EXERCISE DESCRIPTION: Copy out every record below, word for word.

>> BEGIN

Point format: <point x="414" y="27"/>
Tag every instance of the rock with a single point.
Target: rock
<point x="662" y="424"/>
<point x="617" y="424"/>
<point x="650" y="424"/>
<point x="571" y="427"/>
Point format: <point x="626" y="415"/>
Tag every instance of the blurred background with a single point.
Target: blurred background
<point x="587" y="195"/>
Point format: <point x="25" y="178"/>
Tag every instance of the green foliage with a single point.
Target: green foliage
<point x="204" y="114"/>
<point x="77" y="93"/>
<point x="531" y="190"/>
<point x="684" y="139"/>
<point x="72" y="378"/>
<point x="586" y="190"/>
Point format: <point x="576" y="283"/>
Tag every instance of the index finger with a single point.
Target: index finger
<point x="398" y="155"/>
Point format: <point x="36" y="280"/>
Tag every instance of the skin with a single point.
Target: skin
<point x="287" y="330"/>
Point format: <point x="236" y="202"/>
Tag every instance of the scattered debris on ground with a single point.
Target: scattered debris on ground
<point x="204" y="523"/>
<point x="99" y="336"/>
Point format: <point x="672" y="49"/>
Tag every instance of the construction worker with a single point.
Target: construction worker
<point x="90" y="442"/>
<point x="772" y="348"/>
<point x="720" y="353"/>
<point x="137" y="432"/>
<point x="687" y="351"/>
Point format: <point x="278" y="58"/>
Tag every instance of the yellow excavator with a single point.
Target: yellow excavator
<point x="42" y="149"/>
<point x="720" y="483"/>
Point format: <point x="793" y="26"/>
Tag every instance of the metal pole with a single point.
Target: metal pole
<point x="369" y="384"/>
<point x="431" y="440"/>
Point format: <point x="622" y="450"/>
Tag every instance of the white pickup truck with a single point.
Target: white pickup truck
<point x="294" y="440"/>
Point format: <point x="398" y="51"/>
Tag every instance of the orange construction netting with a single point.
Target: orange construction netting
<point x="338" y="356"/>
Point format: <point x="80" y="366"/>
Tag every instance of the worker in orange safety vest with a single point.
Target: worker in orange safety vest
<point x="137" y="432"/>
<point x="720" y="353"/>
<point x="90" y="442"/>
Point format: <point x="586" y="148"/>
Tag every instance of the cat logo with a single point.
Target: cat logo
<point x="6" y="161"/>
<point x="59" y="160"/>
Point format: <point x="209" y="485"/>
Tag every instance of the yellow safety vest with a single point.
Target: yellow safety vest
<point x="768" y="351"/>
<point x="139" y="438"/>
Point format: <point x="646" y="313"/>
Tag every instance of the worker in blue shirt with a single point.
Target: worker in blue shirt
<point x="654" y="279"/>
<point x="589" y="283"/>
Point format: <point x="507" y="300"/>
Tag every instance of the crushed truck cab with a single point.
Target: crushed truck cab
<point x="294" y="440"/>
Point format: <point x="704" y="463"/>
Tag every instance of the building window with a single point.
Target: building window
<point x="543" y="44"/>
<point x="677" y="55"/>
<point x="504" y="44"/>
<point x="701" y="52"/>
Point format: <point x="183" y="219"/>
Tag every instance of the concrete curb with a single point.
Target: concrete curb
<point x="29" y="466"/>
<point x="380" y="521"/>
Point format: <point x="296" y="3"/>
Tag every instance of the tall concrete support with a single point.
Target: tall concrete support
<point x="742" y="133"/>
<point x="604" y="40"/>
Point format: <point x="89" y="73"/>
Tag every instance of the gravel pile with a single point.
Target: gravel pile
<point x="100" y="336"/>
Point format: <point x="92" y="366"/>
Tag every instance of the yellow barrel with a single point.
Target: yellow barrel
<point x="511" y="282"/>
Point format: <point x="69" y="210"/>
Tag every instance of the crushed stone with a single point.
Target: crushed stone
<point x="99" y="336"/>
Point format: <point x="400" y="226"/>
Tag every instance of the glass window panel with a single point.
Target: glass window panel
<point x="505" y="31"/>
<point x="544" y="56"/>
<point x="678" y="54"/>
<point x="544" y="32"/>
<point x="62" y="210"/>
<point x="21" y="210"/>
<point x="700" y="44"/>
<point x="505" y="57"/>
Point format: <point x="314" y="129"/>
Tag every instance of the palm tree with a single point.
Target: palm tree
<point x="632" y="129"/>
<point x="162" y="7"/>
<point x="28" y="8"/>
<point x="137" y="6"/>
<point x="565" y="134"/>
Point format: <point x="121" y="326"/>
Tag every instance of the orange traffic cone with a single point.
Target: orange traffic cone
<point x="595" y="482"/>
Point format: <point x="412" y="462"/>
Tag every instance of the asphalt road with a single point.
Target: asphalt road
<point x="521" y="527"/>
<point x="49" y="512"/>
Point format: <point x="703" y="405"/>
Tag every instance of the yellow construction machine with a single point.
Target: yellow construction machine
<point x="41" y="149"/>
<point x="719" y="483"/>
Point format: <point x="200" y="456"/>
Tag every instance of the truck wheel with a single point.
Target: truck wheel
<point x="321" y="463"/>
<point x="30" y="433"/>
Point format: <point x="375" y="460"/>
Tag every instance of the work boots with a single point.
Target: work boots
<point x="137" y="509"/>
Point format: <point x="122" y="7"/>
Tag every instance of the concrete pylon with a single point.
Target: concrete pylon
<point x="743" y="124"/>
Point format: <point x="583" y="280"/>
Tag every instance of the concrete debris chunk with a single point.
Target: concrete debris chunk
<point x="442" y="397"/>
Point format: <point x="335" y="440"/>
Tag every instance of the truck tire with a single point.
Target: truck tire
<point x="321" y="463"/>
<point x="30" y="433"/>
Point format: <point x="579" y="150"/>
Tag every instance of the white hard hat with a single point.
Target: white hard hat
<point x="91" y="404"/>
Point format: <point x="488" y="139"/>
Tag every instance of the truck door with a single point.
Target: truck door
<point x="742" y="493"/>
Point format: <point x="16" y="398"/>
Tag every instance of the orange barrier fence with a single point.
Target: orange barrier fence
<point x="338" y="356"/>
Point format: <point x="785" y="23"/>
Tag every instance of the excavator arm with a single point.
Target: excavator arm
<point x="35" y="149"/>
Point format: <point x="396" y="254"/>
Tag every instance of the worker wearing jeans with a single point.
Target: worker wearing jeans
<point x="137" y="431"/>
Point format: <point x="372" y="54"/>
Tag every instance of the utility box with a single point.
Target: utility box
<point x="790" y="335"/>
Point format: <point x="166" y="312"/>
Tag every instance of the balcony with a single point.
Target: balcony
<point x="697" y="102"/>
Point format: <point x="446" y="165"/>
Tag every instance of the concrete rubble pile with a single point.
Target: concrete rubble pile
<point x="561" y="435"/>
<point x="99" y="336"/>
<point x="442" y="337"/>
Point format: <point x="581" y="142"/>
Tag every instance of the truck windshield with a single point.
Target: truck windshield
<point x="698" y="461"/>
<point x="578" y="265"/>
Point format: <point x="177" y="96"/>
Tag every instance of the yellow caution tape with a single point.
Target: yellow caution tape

>> END

WORKED ANSWER:
Point format: <point x="414" y="27"/>
Tag every instance of the rock with a single point.
Target: rock
<point x="662" y="424"/>
<point x="617" y="424"/>
<point x="650" y="424"/>
<point x="571" y="427"/>
Point format: <point x="626" y="415"/>
Tag every instance of the blurred background with a single point.
Target: blurred background
<point x="587" y="195"/>
Point format: <point x="25" y="178"/>
Tag every instance of the green foliage with a single point.
Target: green foliage
<point x="204" y="114"/>
<point x="77" y="93"/>
<point x="531" y="190"/>
<point x="684" y="139"/>
<point x="72" y="378"/>
<point x="586" y="190"/>
Point format: <point x="576" y="283"/>
Tag every instance of the index finger with a single point.
Target: index finger
<point x="398" y="155"/>
Point format: <point x="36" y="280"/>
Tag every instance of the skin with a single point.
Target: skin
<point x="287" y="330"/>
Point format: <point x="236" y="202"/>
Tag every instance of the scattered debris on ground with a single point.
Target: scattered debris on ground
<point x="204" y="523"/>
<point x="99" y="336"/>
Point format: <point x="672" y="49"/>
Tag every instance of the construction worker with a single point.
Target: construction worker
<point x="90" y="442"/>
<point x="772" y="348"/>
<point x="720" y="353"/>
<point x="137" y="432"/>
<point x="687" y="351"/>
Point format: <point x="278" y="58"/>
Tag every instance of the yellow excavator with a single point.
Target: yellow excavator
<point x="42" y="149"/>
<point x="720" y="483"/>
Point format: <point x="793" y="26"/>
Tag every instance of the metal pole with a single point.
Target: metal pole
<point x="369" y="384"/>
<point x="431" y="440"/>
Point format: <point x="622" y="450"/>
Tag every instance of the white pickup truck with a single point.
Target: white pickup truck
<point x="294" y="440"/>
Point format: <point x="398" y="51"/>
Tag every instance of the orange construction netting with a single point.
Target: orange construction netting
<point x="338" y="356"/>
Point format: <point x="80" y="366"/>
Tag every instance of the worker in orange safety vest with a single point.
Target: worker in orange safety vest
<point x="137" y="432"/>
<point x="720" y="353"/>
<point x="90" y="442"/>
Point format: <point x="586" y="148"/>
Tag every instance of the cat logo with a single point.
Target: cat logo
<point x="6" y="161"/>
<point x="59" y="160"/>
Point format: <point x="209" y="485"/>
Tag every instance of the yellow safety vest with a single point.
Target: yellow safety vest
<point x="768" y="351"/>
<point x="139" y="438"/>
Point format: <point x="646" y="313"/>
Tag every instance of the worker in blue shirt with a single point.
Target: worker in blue shirt
<point x="654" y="279"/>
<point x="589" y="283"/>
Point format: <point x="507" y="300"/>
Tag every instance of the crushed truck cab with a single point.
Target: crushed truck cab
<point x="294" y="440"/>
Point format: <point x="704" y="463"/>
Tag every instance of the building window with a single point.
Target: building window
<point x="543" y="44"/>
<point x="677" y="55"/>
<point x="504" y="44"/>
<point x="701" y="52"/>
Point format: <point x="183" y="219"/>
Tag every instance of the concrete curb with a single point.
Target: concrete curb
<point x="29" y="466"/>
<point x="380" y="521"/>
Point format: <point x="296" y="3"/>
Tag every instance of the tall concrete support with a single point.
Target: tall concrete support
<point x="742" y="133"/>
<point x="604" y="40"/>
Point format: <point x="89" y="73"/>
Tag every instance of the gravel pile with a single point.
Target: gravel pile
<point x="100" y="336"/>
Point format: <point x="92" y="366"/>
Tag every instance of the yellow barrel with a single point.
Target: yellow barrel
<point x="511" y="282"/>
Point format: <point x="69" y="210"/>
Tag every instance of the crushed stone with a single point.
Target: crushed stone
<point x="99" y="336"/>
Point format: <point x="400" y="226"/>
Tag every instance of the glass window panel with a single point.
Target: glass window panel
<point x="505" y="31"/>
<point x="544" y="56"/>
<point x="678" y="54"/>
<point x="544" y="32"/>
<point x="62" y="210"/>
<point x="21" y="210"/>
<point x="700" y="44"/>
<point x="505" y="57"/>
Point format: <point x="314" y="129"/>
Tag every instance of the palm tree with a single point.
Target: palm tree
<point x="632" y="129"/>
<point x="162" y="7"/>
<point x="28" y="8"/>
<point x="137" y="6"/>
<point x="565" y="134"/>
Point format: <point x="121" y="326"/>
Tag every instance of the orange traffic cone with a single point.
Target: orange traffic cone
<point x="595" y="482"/>
Point format: <point x="412" y="462"/>
Tag every instance of the asphalt road with a single point.
Target: asphalt road
<point x="521" y="527"/>
<point x="49" y="512"/>
Point format: <point x="703" y="405"/>
Tag every instance of the yellow construction machine with a single point.
Target: yellow construction machine
<point x="41" y="149"/>
<point x="719" y="483"/>
Point format: <point x="200" y="456"/>
Tag every instance of the truck wheel with a single point.
Target: truck wheel
<point x="321" y="463"/>
<point x="30" y="433"/>
Point format: <point x="375" y="460"/>
Tag every instance of the work boots with a single point.
Target: work boots
<point x="137" y="509"/>
Point format: <point x="122" y="7"/>
Tag every instance of the concrete pylon with a single point.
Target: concrete pylon
<point x="743" y="124"/>
Point format: <point x="583" y="280"/>
Tag every instance of the concrete debris chunk with a single point.
Target: concrete debris chunk
<point x="442" y="397"/>
Point format: <point x="335" y="440"/>
Tag every instance of the truck tire with a single point.
Target: truck tire
<point x="321" y="463"/>
<point x="30" y="433"/>
Point format: <point x="579" y="150"/>
Tag every instance of the white hard hat with a single point.
Target: white hard hat
<point x="91" y="404"/>
Point format: <point x="488" y="139"/>
Tag every instance of the truck door with a single point.
Target: truck door
<point x="742" y="493"/>
Point format: <point x="16" y="398"/>
Tag every instance of the orange barrier fence with a single point.
Target: orange barrier fence
<point x="338" y="356"/>
Point format: <point x="785" y="23"/>
Tag every instance of the excavator arm with a single point.
Target: excavator arm
<point x="35" y="149"/>
Point format: <point x="396" y="254"/>
Tag every instance of the worker wearing jeans with a single point.
Target: worker wearing jeans
<point x="137" y="431"/>
Point format: <point x="372" y="54"/>
Tag every instance of the utility box with a single point.
Target: utility box
<point x="790" y="335"/>
Point format: <point x="166" y="312"/>
Tag every instance of the balcony with a single point.
Target: balcony
<point x="697" y="102"/>
Point format: <point x="446" y="165"/>
Tag every instance of the concrete rubble pile with a single point.
Target: concrete rubble pile
<point x="561" y="435"/>
<point x="99" y="336"/>
<point x="442" y="337"/>
Point format: <point x="581" y="142"/>
Tag every instance of the truck windshield with a single point.
Target: truck windshield
<point x="698" y="461"/>
<point x="578" y="265"/>
Point format: <point x="177" y="96"/>
Tag every instance of the yellow caution tape with a single point.
Target: yellow caution tape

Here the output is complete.